New price £53,995 - £53,995
Lease from new From £867 p/m View lease deals
Used price £33,695 - £35,965
Used monthly cost From £841 per month
Fuel Economy 139.0 mpg
Road tax cost £480
New

PROS

  • Looks incredible
  • PHEV allows for low running costs
  • Impressive performance
  • Great fun to drive
  • The future of fast Peugeots?

CONS

  • Dashboard is an acquired taste
  • Needs a full battery for best experience
  • Expensive to buy privately
  • Driving position won’t suit everyone
  • Interior tech could use an upgrade

Peugeot 508 Peugeot Sport Engineered rivals

Written by Tom Wiltshire on

Peugeot may be best known at the moment for its impressive roster of practical and handsome SUVs, but step back in time and the company has considerable pedigree in performance cars – particularly all-time greats such as the 205 GTI.

▶ Given data:
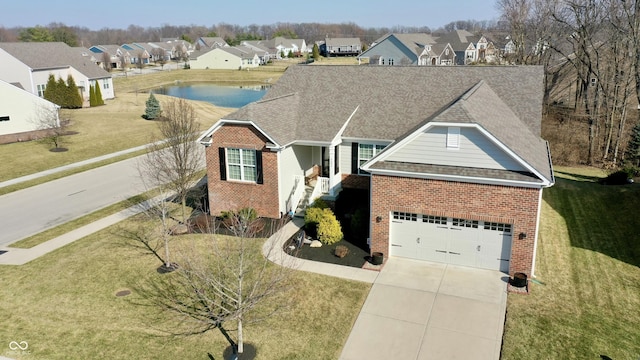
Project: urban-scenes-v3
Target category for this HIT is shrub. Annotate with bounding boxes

▶ Exercise tasks:
1) Copy out the Peugeot 508 review starting at "Peugeot 508 Peugeot" and ending at "the 205 GTI.", putting "heritage" in place of "pedigree".
2) Extend the Peugeot 508 review past its last sentence.

▶ Task-by-task outputs:
1)
Peugeot 508 Peugeot Sport Engineered rivals

Written by Tom Wiltshire on

Peugeot may be best known at the moment for its impressive roster of practical and handsome SUVs, but step back in time and the company has considerable heritage in performance cars – particularly all-time greats such as the 205 GTI.

2)
The new 508 Peugeot Sport Engineered (or 508 PSE) marks the beginning of a new direction for fast Peugeots – one that embraces the hybrid and electric future we’re inevitably heading towards, and one that cements the French brand as serious competition to premium rivals from Volvo, BMW and Audi.

The 508 Sport Engineered is based on the standard 508, and is available as a fastback (saloon-shaped but with a hatchback boot) or an estate that's badged SW. As a performance-brand plug-in hybrid, the competition is numerous and varied, but Peugeot pitches it as a rival to cars such as the Audi S4, BMW M340i and Volvo S60 Polestar.

It also functions as a flagship for the Peugeot brand, sitting at the top of the 508 range and being, by some margin, the most powerful and expensive car the company’s ever sold. An impressive 360hp is presented through the plug-in hybrid combination of a turbocharged 1.6-litre petrol and an electric motor on each axle, giving the 508 PSE four-wheel drive.

The real changes are to the chassis, though, where Peugeot’s really gone in all guns blazing to help the 508 handle like a true performance saloon. Adaptive dampers and wider tracks (the distance between the two wheels on each axle) plus upgraded brakes and tyres all look very impressive on paper.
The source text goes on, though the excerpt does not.